BY JIM SCOFIELD
Periodically, we read about some drug bust by the police or prosecutors, arresting so and so with so much street value of marijuana or cocaine or whatever.
Yet we know these raids don’t change drug availability in the long run. Everything is quickly back on the street, to set up further drug force arrests.
We shouldn’t be sending Americans to jail on drug-use charges, or for distributing them. Why do we suppress certain substances when other legal ones are more dangerous?
Tobacco kills 450,000 Americans a year, alcohol about 100,000, with drug deaths trailing at around 10,000.
We tried suppression of alcohol during Prohibition in the 1920s, and decided it was a mistake. All that we did was create a new criminal class of dealers and otherwise respectable customers of speak- easies.
Crime flourished among distributors, endangering the public, as did untested alcohol products.
Alcohol is a problem, and there are plenty of alcoholics, but we decided to treat the fallout from this kind of drug as a medical, not a police, problem.
The same with cigarettes, our worst drug problem. We don’t harry drinkers and smokers or hunt down the CEOs of major corporations that distribute these, as we do drug pushers.
Drugs do destroy lives (but not as many as tobacco and alcohol), but not everyone who uses is at risk to the extent the authorities claim, depending on the drug and the person. Yet even some casual users of marijuana have gone to jail for 20 years and more, with 40,000 to 50,000 people currently in our jails on marijuana charges.
The biggest danger, though, is the violence by gangs, which fight for territory – just as with alcohol prohibition.
Drugs are more expensive, worth distributing because of the premium illegality adds to them. Drugs don’t make users any more violent than alcohol, despite propaganda to the contrary about crack and such.

(What to do) From the drug policy opinion piece, list every cause of death it gives a yearly American death toll for, together with the figure it states for each.

(Records supplied)
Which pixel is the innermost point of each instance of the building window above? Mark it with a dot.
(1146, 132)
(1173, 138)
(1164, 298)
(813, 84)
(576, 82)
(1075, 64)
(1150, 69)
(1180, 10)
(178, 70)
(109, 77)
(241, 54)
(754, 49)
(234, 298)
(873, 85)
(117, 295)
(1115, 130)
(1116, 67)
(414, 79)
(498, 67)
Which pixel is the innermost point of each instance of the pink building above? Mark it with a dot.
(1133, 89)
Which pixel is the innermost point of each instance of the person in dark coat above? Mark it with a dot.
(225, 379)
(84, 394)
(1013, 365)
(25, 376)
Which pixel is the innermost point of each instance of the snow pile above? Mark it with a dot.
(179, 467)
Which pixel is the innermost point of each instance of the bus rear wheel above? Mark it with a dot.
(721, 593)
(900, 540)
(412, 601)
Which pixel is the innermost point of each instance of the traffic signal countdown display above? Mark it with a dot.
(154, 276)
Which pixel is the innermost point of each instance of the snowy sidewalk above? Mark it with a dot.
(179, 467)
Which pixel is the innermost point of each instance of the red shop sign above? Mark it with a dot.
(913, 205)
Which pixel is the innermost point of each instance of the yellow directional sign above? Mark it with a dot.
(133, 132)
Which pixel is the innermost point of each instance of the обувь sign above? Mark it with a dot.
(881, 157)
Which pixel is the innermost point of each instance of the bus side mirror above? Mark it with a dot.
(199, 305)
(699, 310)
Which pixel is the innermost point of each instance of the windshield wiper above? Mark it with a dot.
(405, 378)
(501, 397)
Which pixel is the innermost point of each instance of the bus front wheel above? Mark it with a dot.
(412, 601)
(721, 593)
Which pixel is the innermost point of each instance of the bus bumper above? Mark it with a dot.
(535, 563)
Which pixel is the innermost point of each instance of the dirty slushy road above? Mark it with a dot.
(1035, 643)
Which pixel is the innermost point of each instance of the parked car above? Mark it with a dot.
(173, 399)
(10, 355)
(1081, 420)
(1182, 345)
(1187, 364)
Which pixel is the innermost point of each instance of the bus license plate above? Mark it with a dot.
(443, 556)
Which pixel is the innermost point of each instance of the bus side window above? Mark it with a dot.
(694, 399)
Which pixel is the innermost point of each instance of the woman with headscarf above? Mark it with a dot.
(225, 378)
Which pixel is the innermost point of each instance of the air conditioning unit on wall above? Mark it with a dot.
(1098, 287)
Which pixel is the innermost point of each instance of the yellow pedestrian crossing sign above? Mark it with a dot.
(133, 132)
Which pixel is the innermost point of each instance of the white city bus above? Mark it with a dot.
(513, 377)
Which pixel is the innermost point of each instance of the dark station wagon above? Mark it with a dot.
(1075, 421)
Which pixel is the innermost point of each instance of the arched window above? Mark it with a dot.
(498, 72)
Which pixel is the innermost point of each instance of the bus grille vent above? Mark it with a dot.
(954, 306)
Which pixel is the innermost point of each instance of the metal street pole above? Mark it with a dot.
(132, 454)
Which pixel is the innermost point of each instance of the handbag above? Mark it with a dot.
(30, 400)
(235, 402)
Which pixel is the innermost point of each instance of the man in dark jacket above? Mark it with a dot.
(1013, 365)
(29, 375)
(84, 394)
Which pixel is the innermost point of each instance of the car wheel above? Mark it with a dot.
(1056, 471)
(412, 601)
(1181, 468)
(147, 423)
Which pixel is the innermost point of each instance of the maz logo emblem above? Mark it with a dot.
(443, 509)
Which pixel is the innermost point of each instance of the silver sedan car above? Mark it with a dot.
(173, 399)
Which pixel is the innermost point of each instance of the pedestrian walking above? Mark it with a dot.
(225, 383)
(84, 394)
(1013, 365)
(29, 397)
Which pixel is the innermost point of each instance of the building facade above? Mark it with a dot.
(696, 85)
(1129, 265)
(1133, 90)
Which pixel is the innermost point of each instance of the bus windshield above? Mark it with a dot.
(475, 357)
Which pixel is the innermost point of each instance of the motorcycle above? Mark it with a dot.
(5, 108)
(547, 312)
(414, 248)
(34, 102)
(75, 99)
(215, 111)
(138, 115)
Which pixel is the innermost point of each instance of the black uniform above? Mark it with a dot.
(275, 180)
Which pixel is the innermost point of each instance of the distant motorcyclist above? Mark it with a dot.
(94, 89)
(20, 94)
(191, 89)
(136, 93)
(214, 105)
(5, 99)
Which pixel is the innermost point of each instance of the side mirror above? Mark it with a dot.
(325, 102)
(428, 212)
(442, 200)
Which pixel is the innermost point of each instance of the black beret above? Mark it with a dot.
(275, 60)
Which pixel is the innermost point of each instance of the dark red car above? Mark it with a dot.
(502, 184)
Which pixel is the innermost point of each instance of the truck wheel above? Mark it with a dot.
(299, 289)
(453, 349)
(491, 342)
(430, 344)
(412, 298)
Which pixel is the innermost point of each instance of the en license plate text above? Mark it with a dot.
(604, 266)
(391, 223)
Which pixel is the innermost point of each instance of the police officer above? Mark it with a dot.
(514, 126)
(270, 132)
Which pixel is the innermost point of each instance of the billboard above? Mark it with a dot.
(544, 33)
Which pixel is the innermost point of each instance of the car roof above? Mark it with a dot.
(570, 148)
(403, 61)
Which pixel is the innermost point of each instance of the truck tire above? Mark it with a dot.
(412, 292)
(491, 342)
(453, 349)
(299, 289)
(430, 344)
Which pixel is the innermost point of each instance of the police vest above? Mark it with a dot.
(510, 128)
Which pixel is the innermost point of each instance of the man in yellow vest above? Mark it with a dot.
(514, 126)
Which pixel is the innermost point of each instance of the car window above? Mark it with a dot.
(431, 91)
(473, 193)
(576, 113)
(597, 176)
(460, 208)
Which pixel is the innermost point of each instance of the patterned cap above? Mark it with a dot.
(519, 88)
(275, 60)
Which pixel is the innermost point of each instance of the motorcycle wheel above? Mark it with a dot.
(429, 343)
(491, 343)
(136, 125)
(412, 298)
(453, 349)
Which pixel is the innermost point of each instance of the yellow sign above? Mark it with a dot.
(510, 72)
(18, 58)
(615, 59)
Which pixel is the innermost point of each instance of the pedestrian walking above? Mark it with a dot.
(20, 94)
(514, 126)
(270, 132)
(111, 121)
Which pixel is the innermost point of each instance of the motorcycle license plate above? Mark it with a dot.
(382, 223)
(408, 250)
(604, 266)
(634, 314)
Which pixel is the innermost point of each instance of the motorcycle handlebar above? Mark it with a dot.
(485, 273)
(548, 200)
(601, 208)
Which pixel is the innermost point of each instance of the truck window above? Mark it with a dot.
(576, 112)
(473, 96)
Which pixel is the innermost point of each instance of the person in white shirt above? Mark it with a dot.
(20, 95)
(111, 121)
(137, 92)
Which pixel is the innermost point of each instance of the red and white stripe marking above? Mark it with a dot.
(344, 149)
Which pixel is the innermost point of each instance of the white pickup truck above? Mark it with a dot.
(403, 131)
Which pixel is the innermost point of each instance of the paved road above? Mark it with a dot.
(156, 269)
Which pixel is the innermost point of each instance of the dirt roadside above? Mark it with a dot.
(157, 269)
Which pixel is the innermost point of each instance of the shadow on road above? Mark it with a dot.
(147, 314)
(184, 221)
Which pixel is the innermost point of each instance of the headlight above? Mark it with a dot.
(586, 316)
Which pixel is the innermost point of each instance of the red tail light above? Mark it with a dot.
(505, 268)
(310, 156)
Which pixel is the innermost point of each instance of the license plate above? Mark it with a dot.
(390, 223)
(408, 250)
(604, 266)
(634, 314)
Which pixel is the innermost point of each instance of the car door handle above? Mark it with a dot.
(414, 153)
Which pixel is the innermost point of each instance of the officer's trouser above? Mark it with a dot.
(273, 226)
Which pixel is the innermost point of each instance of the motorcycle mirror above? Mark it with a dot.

(Exercise result)
- Tobacco: 450,000 Americans a year
- Alcohol: about 100,000
- Drugs: around 10,000